TASK STATEMENT ::
From the listing that follows, output everything exactly except the pictures.

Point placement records
====================

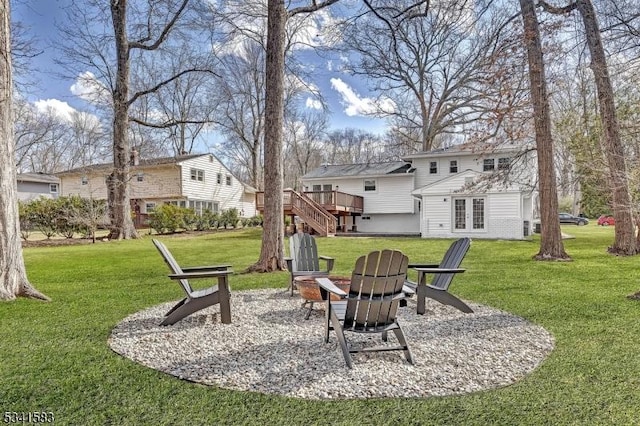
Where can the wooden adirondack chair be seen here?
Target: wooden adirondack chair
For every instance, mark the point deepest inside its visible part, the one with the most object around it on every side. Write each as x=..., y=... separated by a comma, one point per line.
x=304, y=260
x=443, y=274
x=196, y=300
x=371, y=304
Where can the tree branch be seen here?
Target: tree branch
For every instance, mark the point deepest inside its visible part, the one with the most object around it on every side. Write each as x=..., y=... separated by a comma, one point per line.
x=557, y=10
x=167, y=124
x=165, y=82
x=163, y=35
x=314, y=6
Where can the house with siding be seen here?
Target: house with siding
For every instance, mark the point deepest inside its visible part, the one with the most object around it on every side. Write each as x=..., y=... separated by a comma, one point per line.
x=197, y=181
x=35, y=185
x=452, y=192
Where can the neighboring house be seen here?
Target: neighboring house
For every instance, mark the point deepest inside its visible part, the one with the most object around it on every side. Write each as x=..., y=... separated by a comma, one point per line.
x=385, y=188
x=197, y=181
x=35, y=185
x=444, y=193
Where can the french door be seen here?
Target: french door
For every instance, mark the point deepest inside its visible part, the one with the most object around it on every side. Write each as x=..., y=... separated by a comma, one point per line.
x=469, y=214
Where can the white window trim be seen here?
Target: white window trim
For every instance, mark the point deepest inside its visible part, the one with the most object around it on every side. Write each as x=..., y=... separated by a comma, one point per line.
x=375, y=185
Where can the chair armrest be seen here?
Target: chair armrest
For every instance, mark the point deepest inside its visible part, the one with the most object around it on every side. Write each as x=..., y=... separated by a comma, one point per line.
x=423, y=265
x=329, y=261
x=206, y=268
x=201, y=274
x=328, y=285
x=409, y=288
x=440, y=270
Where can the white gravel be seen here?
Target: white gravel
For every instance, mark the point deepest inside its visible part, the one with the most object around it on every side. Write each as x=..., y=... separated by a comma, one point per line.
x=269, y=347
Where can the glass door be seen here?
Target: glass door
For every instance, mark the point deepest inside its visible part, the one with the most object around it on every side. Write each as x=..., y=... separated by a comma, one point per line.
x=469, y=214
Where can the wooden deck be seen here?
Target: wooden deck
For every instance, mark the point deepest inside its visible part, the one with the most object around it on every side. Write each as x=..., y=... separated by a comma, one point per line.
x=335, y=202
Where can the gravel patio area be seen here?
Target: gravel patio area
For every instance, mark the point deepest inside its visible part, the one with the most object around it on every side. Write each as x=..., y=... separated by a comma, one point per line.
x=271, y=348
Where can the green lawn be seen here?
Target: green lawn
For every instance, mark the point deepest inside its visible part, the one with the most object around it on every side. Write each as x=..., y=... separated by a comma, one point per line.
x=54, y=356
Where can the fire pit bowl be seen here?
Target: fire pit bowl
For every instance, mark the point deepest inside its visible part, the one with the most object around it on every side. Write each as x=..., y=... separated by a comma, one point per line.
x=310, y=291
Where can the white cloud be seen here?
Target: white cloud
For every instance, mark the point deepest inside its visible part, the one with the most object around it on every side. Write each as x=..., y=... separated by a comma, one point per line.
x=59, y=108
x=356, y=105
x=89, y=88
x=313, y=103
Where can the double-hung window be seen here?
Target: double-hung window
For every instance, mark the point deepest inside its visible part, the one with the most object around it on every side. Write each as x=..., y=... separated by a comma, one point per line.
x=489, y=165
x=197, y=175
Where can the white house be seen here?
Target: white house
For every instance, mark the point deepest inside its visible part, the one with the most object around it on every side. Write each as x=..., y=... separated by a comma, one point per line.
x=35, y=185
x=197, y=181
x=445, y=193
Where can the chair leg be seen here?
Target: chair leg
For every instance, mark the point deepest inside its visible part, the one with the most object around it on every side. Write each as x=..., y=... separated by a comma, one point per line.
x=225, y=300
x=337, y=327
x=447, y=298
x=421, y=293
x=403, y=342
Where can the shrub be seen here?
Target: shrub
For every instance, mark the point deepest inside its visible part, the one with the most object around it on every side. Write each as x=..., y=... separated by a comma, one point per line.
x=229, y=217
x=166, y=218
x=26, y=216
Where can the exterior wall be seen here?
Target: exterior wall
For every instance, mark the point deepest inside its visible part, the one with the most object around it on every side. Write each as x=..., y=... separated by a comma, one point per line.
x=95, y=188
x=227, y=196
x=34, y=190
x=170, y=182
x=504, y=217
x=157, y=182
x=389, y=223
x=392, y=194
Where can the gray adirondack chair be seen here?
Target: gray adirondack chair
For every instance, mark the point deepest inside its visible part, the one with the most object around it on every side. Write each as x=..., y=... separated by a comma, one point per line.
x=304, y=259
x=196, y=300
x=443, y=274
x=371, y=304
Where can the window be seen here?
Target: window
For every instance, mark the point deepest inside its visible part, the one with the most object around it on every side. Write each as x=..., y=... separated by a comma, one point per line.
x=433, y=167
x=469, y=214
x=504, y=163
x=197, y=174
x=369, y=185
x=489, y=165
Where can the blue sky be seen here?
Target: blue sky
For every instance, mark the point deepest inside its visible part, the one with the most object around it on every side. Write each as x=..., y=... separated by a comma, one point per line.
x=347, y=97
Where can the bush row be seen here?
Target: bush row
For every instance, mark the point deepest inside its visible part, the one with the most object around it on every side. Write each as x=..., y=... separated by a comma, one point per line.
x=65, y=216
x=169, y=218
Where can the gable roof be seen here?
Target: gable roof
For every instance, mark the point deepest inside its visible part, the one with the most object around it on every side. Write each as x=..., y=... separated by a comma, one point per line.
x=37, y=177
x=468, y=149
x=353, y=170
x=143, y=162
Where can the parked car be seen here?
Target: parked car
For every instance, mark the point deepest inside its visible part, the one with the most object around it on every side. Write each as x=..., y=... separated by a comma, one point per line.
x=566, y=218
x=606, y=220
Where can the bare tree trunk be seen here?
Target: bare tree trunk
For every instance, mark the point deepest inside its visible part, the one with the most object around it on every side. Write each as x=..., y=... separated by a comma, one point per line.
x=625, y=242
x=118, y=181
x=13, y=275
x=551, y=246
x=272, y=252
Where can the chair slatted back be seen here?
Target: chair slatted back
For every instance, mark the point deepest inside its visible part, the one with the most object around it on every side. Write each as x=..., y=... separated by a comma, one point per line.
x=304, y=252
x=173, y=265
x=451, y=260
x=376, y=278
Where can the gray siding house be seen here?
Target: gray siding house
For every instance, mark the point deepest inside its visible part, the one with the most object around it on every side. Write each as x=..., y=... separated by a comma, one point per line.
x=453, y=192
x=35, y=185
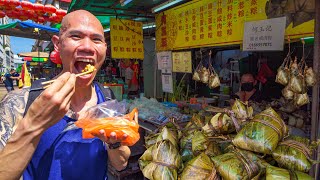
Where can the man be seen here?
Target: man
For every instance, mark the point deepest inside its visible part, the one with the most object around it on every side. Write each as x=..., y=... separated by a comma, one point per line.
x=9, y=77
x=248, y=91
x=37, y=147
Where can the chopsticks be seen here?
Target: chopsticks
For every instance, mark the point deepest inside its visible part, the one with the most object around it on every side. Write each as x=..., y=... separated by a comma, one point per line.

====================

THE RESPONSE ::
Where can the wooden adirondack chair be seen here?
Target: wooden adirondack chair
For every instance, mark the point deepest inside its visible part, the one with the most object around it on every side. Write each as x=..., y=... separated by a comma, one point per line.
x=304, y=260
x=443, y=274
x=196, y=300
x=371, y=304
Where can the tree branch be seen here?
Target: tree branch
For every instance, mark the point deepest inside its visible part, the one with the most object around it on every side. Write each as x=..., y=... separated by a comma, one point per line.
x=557, y=10
x=167, y=124
x=165, y=82
x=163, y=35
x=314, y=6
Where can the house with siding be seen here?
Target: house with siding
For every instance, mark the point deepest inside its visible part, the one with the most object around it on every side. Write each as x=..., y=... separated by a comma, one point per line.
x=197, y=181
x=35, y=185
x=452, y=192
Where can the neighboring house be seen here?
Target: neighboring house
For every instance, mark the point deepest inside its visible part, the one with the most object around it on every side. Write each as x=..., y=... separated by a comma, one point per line.
x=385, y=188
x=197, y=181
x=35, y=185
x=444, y=193
Where can the french door be seen here?
Target: french door
For every instance, mark the point deepest inside its visible part, the one with the most object around it on every side. Write each as x=..., y=... separated by a comma, one point per line.
x=469, y=214
Where can the white window trim be seen here?
Target: white window trim
For every instance, mark the point deepest inside its visible part, the one with the most object around it on every side. Write each as x=..., y=... separated by a comma, one point per line.
x=375, y=185
Where can the chair armrest be seen here?
Target: chair armrest
For every instance, mark the point deepest inside its visible part, the one with the most object around it on every side. Write each as x=..., y=... separated by a comma, one point per line.
x=423, y=265
x=329, y=261
x=206, y=268
x=201, y=274
x=328, y=285
x=409, y=288
x=440, y=270
Where can the white gravel be seen here?
Target: white gravel
For every instance, mark the point deepest inside its visible part, the one with the most object around it on every side. Write each as x=..., y=... separated by a comma, one point per line.
x=269, y=347
Where can the glass door be seen here?
Target: glass door
For every instance, mark the point deepest inside its visible part, the one with the most object around it on every side. Write each as x=..., y=... separated by a comma, one point per line.
x=469, y=214
Where can the wooden deck be seen here?
Target: wooden deck
For every instance, mark the point deepest inside its visible part, the one with the most object around it on every side. Write each as x=..., y=... separated by a comma, one point per line.
x=335, y=202
Where can the gravel patio area be seen here?
Target: gravel patio area
For every instance, mark the point deepest inside its visible part, the one with the most object around it on every side. Write each as x=..., y=... separated by a comma, one point per line.
x=271, y=348
Where can the green lawn be seen here?
Target: green lawn
For every instance, mark the point deepest inside its visible part, the one with the most object around it on every side. Write each as x=..., y=... separated by a comma, one point per line.
x=54, y=356
Where can the fire pit bowl be seen here?
Target: fire pit bowl
For every instance, mark the point deepest inside its visible part, the one with the most object around it on every side. Write each as x=..., y=... separated by a comma, one point per line.
x=310, y=291
Where can the white cloud be seen here?
Target: white cloud
For every instance, mark the point deepest inside its visible part, the one with the most object around it on every side. Write each as x=..., y=... separated by a comma, one point per line.
x=59, y=108
x=356, y=105
x=89, y=88
x=313, y=103
Where can the double-hung window be seen here?
Target: double-hung window
For every instance, mark the point deepest inside its visible part, the one with the most object around it on every side. Write each as x=..., y=... separated by a comma, one point per line.
x=489, y=165
x=197, y=175
Where can the white house be seen here?
Target: white house
For every instance, mark the point deepest inside its visible part, the one with the most object around it on every side. Write each as x=..., y=... separated by a comma, one point per line.
x=35, y=185
x=197, y=181
x=445, y=193
Where can the chair leg be seen here?
Target: chair leg
For every instance, mark the point deepest inside its visible part, the one with the most object around it on every side. Write each as x=..., y=... separated by a comma, one point per line.
x=225, y=300
x=337, y=327
x=447, y=298
x=421, y=293
x=403, y=342
Where can the shrub be seen here?
Target: shrub
For every instance, mark the point deepest inside its visible part, the one with the most object around it on every side. Write each as x=..., y=... separated by a comma, one point per line.
x=229, y=217
x=166, y=218
x=26, y=216
Where can the exterior wall be seen here?
Target: exterior wall
For every instance, mark the point deepest inside its visible part, the one with the most object around it on every side. Write each as x=..., y=... separated by a comma, one point per line.
x=95, y=188
x=227, y=196
x=34, y=190
x=170, y=182
x=504, y=217
x=157, y=182
x=389, y=223
x=392, y=194
Where can the gray adirondack chair be seen here?
Target: gray adirondack chair
For every instance, mark the point deepest inside its visible part, the one with the most object around it on every side. Write each as x=..., y=... separated by a comma, one point per line.
x=304, y=259
x=196, y=300
x=443, y=274
x=371, y=304
Where can the window be seen here?
Target: window
For every instance, mark the point deepest inside its visible part, the one with the most object around it on every side. Write each as x=..., y=... separated by a comma, one point per line.
x=433, y=167
x=469, y=214
x=504, y=163
x=197, y=174
x=369, y=185
x=489, y=165
Where can the blue sky be seen here?
Target: blue sky
For every instance, mark the point deepest inside its visible part, the one with the most object around it on every side. Write each as x=..., y=... separated by a comma, one point per line.
x=347, y=97
Where can the bush row be seen here?
Target: bush row
For every instance, mark the point deepest inside its visible part, the one with the most object around it on every side. Write each as x=..., y=... separated by a comma, one point per line.
x=65, y=216
x=169, y=218
Where can the gable roof be seen here?
Target: gable roof
For every instance, mark the point deepest inside its visible part, the one with the most object around it on every side. Write each as x=..., y=... separated by a comma, one point per line.
x=37, y=177
x=468, y=149
x=353, y=170
x=143, y=162
Where can the parked car be seen here?
Target: parked car
For every instance, mark the point deepest inside its visible part, the one with the most object around it on every side. Write each as x=..., y=... separated by a comma, one point per line.
x=566, y=218
x=606, y=220
Where can the bare tree trunk be seen here?
Target: bare tree trunk
For every instance, mark the point deepest inside its visible part, the one with the most object around it on every side. Write each as x=..., y=... separated by a comma, one point per line.
x=625, y=242
x=118, y=181
x=13, y=275
x=551, y=246
x=272, y=252
Where can the chair slatted back be seen here?
Target: chair slatted back
For every instance, mark the point deepest inside its visible part, the one with the most object around it on every side. Write each as x=..., y=... separated by a comma, one point per line.
x=304, y=252
x=173, y=265
x=451, y=260
x=376, y=278
Where can the gray siding house be seen here?
Target: gray siding house
For every instance, mark the point deepest inside its visible part, the one with the most object around it on every side. Write each as x=..., y=... separated by a comma, one point per line.
x=453, y=192
x=35, y=185
Where can the man be seen here?
Target: man
For every instance, mark the point deepest inside its visible part, the one with the most object around it on every side. Write each as x=..., y=... separated by a comma, one point per line.
x=9, y=77
x=248, y=91
x=37, y=147
Where can the chopsticks be seen here?
Target: chopsticks
For every instance, mark the point deepest inside its visible part, the one with the most object around it on every side. Write each as x=..., y=... separated by a comma, one point per line.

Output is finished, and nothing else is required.